§ **Document**

####

Nobody’s expecting a return to the war footing of the show’s first season – where evil Captain Lorca ruled Discovery by fear – but now we’ve seen best buds Jean-Luc Picard and Will Riker have a barney on the bridge in Picard, there's surely room for a little more Disco discontent. A new cynical, mission-obsessed officer (played by Battlestar Galactica’s Callum Keith Rennie) does his best to shake things up, but it’s all a little too cuddly.
That wouldn’t matter so much if the characters were fun to be around, but these co-workers lack the easy chemistry of Trek’s finest. There’s been a humor deficit on board ever since Michelle Yeoh’s Philippa Georgiou departed for her Section 31 spin-off movie in season 3, but even Paul Stamets (Anthony Rapp), Sylvia Tilly (Mary Wiseman) and Jett Reno (Tig Notaro) – characters who could traditionally be relied on for a tension-breaking one-liner – have lost their edge.
That said, there’s no shortage of romantic subplots, as Saru (Doug Jones) contemplates settling down with Ni’Var ambassador T’Rina (Tara Rosling), and Book (David Ajala) – who’s still in the Federation’s bad books after his treasonous acts in season 4 – is brought back into the fold, nominally to help Discovery’s mission but mostly to engineer a bit of tension with his ex, Michael.

####

§ **Supplied entries**
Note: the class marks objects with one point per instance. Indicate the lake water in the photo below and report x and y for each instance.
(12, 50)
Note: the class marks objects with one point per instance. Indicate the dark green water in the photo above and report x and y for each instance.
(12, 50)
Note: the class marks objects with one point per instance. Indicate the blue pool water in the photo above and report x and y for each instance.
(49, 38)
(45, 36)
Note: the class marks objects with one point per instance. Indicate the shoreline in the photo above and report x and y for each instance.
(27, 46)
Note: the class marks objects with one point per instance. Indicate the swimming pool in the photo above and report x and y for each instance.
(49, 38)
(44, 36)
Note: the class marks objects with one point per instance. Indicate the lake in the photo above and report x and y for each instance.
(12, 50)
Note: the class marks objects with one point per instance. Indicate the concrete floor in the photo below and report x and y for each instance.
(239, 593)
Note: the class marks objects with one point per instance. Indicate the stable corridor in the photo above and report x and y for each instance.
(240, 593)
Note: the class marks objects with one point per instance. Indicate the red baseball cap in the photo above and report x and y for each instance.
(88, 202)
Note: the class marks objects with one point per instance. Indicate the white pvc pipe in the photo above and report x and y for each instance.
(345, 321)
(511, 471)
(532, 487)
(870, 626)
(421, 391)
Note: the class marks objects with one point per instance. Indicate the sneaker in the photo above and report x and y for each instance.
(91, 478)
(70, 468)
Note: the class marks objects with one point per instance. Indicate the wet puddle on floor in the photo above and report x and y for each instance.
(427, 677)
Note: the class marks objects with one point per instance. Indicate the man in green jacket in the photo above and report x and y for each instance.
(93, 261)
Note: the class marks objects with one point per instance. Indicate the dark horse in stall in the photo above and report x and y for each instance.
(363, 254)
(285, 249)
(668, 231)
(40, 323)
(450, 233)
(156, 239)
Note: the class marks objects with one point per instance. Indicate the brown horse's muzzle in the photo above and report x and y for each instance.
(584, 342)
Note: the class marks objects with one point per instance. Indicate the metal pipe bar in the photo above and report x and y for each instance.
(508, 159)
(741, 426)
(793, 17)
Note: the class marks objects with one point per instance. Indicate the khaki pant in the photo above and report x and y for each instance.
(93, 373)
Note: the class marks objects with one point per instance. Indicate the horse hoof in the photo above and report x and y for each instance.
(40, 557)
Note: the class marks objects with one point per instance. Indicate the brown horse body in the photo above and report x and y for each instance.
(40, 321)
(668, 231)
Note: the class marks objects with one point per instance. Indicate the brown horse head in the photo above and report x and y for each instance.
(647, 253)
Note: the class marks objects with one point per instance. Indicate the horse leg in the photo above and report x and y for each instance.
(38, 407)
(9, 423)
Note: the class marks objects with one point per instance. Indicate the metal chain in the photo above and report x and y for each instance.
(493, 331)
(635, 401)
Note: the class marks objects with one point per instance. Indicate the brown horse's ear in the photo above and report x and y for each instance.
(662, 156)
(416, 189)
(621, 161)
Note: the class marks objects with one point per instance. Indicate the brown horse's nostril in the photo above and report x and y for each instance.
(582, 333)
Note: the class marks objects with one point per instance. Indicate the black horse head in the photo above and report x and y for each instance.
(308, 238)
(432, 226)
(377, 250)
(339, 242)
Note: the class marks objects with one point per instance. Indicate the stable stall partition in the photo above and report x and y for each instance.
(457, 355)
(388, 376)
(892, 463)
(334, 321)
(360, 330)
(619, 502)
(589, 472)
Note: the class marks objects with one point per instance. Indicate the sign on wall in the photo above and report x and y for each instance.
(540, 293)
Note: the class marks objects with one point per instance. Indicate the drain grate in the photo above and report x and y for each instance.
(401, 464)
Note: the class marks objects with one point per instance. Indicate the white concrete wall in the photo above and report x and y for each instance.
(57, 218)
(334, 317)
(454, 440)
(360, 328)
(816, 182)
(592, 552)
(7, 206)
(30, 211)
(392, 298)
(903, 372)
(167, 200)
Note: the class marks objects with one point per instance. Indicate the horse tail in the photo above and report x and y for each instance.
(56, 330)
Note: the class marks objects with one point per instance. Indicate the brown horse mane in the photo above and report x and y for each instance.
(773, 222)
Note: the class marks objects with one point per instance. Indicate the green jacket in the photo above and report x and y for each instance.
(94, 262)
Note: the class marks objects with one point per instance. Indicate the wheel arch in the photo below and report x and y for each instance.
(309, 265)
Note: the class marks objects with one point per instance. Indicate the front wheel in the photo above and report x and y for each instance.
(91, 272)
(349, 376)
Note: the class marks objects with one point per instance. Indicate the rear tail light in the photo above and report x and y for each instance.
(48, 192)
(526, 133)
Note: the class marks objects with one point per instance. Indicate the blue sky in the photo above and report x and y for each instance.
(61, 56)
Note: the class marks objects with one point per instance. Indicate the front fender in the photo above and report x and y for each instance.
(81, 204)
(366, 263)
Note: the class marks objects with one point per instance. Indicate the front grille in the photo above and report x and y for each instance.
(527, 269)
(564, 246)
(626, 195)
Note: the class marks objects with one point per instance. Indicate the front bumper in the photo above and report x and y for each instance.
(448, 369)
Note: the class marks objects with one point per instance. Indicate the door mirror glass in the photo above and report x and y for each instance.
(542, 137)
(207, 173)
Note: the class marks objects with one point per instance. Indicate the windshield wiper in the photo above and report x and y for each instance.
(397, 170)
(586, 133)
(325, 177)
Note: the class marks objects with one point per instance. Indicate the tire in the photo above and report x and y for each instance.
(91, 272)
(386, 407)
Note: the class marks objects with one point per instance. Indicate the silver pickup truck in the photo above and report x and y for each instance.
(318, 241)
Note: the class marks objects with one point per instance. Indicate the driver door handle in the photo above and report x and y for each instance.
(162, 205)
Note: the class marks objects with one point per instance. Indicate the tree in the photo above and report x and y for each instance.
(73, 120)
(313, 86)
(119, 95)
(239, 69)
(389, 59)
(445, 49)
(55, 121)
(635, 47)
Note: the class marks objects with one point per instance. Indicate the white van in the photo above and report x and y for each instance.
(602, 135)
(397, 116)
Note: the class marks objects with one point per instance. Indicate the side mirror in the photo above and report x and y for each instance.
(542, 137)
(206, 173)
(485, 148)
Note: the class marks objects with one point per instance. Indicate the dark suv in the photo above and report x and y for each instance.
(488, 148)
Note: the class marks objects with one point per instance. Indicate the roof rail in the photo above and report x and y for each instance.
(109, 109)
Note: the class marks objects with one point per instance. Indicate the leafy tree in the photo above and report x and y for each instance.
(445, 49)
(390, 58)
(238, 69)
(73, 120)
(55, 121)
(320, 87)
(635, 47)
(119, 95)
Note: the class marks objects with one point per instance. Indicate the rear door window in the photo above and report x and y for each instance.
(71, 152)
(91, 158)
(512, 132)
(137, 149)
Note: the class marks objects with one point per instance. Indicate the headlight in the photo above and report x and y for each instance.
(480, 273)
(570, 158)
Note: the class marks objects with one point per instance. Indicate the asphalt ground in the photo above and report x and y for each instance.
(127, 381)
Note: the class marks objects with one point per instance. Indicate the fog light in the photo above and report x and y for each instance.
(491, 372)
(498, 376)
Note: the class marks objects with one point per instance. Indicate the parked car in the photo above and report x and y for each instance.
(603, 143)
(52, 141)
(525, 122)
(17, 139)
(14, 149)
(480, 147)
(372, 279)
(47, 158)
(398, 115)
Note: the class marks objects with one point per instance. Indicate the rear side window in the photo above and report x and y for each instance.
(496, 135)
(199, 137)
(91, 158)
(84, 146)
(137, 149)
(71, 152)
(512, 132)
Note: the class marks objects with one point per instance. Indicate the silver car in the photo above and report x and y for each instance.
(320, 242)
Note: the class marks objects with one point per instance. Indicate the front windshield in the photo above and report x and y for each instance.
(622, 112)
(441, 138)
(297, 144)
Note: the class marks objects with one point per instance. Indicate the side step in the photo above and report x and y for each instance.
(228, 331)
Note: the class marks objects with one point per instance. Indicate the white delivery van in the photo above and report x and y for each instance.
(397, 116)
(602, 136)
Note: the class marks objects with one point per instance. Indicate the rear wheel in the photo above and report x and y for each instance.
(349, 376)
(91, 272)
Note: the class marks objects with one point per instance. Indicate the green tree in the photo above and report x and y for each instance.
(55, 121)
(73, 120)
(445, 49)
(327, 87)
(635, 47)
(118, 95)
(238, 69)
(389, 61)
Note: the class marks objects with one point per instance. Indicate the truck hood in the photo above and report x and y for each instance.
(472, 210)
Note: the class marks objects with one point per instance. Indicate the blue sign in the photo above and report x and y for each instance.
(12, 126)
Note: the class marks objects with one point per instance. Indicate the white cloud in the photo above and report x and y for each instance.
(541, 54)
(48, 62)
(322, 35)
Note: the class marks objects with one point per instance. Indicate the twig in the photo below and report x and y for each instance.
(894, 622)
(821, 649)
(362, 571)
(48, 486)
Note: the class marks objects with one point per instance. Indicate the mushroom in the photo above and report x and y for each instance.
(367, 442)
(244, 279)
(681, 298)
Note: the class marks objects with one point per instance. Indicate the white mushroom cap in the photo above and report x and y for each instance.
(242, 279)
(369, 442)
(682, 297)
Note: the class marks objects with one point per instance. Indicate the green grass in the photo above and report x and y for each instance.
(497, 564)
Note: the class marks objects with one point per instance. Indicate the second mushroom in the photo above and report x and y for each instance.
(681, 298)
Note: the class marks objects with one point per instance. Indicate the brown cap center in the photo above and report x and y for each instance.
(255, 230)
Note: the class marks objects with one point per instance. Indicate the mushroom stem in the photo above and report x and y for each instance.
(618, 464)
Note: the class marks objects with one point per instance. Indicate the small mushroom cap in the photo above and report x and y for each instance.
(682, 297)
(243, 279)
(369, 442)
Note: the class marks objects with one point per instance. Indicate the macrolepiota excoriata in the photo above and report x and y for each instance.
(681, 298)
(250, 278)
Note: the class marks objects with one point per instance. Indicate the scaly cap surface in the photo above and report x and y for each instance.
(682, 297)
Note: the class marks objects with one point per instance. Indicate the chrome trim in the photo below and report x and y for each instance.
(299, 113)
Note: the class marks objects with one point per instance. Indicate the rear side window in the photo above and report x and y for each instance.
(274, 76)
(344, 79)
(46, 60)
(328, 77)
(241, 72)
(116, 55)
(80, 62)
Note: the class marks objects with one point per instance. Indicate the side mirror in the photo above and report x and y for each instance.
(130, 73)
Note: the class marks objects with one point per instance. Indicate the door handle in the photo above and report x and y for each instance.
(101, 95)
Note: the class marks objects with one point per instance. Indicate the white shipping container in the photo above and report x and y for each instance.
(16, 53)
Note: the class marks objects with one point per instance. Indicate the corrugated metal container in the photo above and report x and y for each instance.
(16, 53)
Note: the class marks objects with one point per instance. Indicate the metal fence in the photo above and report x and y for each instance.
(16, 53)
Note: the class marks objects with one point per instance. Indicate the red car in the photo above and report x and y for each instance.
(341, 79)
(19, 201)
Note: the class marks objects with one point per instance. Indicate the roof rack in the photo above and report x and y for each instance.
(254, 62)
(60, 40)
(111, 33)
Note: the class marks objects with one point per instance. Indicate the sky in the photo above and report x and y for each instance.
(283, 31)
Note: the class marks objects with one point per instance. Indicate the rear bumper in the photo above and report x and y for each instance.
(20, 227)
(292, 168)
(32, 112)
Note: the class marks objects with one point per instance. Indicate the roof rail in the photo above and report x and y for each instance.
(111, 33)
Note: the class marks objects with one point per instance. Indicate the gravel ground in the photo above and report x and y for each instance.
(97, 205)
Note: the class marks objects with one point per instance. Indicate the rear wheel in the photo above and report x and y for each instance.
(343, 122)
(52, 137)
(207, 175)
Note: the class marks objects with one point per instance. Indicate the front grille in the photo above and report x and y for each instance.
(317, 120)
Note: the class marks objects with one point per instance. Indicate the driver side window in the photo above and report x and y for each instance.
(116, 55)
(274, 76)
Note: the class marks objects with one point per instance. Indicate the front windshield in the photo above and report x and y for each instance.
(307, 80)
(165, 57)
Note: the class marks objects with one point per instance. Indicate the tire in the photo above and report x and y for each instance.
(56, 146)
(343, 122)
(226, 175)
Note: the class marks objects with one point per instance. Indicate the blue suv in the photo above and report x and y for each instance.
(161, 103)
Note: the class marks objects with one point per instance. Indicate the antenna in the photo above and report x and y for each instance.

####

Extend the Star Trek: Discovery review past its final paragraph, continuing from its last sentence.

§ **Reply**
Beyond the walls of Discovery, the show still struggles to make the most of its 32nd century setting. When the crew waved goodbye to the pre-Original Series era in the season 2 finale, it felt like an opportunity to broaden Trek’s horizons beyond its traditional 23rd/24th century stomping ground. It hasn’t really played out like that, as the Federation is still populated by the same old alien races, inhabiting worlds that rarely qualify as strange or new.
Iconic, genre-defining new races like the Borg or the shapeshifting Dominion aren’t created every day, but Discovery could at least try to give us a glimpse of the unknown. Indeed, aside from its fan-friendly McGuffin, season 5’s obsession with the past is holding Discovery back – when it comes to delivering precision-engineered nostalgia, it simply can’t compete with Strange New Worlds and Picard.
Genuine peril also remains elusive in a far-future where technology is so advanced that – to paraphrase Arthur C Clarke – it’s effectively magic. Does it matter if you lose a phaser if programmable matter can conjure a new one out of thin air? Are you ever in actual danger if you’re wearing a spacesuit loaded with enough gadgets to make Tony Stark jealous?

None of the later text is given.